begin
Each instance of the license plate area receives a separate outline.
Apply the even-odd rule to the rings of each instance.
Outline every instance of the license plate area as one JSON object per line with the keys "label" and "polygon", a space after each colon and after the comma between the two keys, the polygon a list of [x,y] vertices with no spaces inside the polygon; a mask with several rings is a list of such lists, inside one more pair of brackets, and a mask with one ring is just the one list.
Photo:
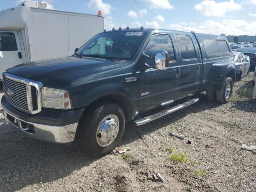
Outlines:
{"label": "license plate area", "polygon": [[17,128],[19,128],[19,126],[18,125],[18,121],[17,120],[17,119],[14,118],[14,117],[11,116],[9,114],[6,113],[6,118],[8,120],[9,122],[12,124],[14,126],[16,127]]}

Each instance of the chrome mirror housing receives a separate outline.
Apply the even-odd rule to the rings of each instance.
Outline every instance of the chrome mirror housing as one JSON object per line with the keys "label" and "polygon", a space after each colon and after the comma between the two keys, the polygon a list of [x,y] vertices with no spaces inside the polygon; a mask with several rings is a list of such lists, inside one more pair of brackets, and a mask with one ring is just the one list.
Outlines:
{"label": "chrome mirror housing", "polygon": [[169,67],[170,58],[168,52],[165,50],[159,50],[156,52],[155,56],[155,68],[166,70]]}

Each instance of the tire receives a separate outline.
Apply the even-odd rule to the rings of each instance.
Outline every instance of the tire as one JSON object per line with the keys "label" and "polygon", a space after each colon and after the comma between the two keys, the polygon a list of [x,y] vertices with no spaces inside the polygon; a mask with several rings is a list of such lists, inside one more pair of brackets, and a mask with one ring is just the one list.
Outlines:
{"label": "tire", "polygon": [[213,102],[216,101],[216,92],[206,91],[206,98],[209,101]]}
{"label": "tire", "polygon": [[216,92],[217,101],[219,103],[227,103],[230,99],[232,90],[232,79],[230,77],[226,77],[221,89]]}
{"label": "tire", "polygon": [[[112,151],[122,139],[125,126],[124,112],[119,106],[112,103],[99,103],[90,108],[82,116],[78,127],[78,146],[82,152],[94,157],[103,156]],[[102,123],[102,121],[105,124]],[[100,130],[100,124],[103,125],[101,127],[111,129],[113,123],[118,121],[119,123],[116,124],[119,125],[119,130],[115,139],[111,143],[102,142],[101,140],[106,138],[102,136],[101,132],[97,134]],[[108,123],[110,123],[110,126],[104,126]],[[116,133],[116,130],[114,130],[114,132]],[[111,134],[113,132],[112,130],[109,132],[110,133],[108,135],[114,137],[113,135],[115,134]],[[105,132],[102,131],[101,133]],[[102,133],[102,135],[106,135],[106,134]]]}

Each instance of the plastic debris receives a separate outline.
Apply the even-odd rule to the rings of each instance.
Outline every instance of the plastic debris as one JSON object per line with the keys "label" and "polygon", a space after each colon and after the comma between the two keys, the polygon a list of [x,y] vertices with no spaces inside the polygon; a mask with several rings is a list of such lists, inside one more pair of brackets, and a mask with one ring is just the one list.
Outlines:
end
→ Goal of the exercise: List every line above that contains the word "object", copying each one in full.

→ Output for this exercise:
Outline every instance of the license plate area as one JSON object per line with the keys "label" and "polygon", a space after each colon and after the comma between the two keys, the polygon a list of [x,y] vertices with no spaces inside the polygon; a mask with several rings is a list of such lists, inside one more pair of brackets, and a mask with one ring is just the one list.
Outline every instance of the chrome mirror housing as one JSON object per line with the keys "label" and "polygon", a space after each colon and after the comma between the two keys, the polygon a list of [x,y] vertices with no spaces inside the polygon; a mask with several rings is a list of such lists, inside one more pair of brackets, and a mask with one ring is just the one list.
Outline every instance of the tire as one JSON object per line with the keys "label" and "polygon", a space after each colon and after the comma between the two keys, the polygon a list of [x,y] vertices with no spaces inside the polygon; a mask with several rings is a list of such lists, inside one more pair of brackets, and a mask with one ring is just the one list.
Outline every instance of the plastic debris as one JSON object per line with the keys "label" and "polygon", a space after each colon and after the comma between the two keys, the polygon a list of [x,y] vertices with no spaces inside the polygon; a mask with several rings is a list of such lists, inside one more pair of brackets, and a mask with one ring is just the one list.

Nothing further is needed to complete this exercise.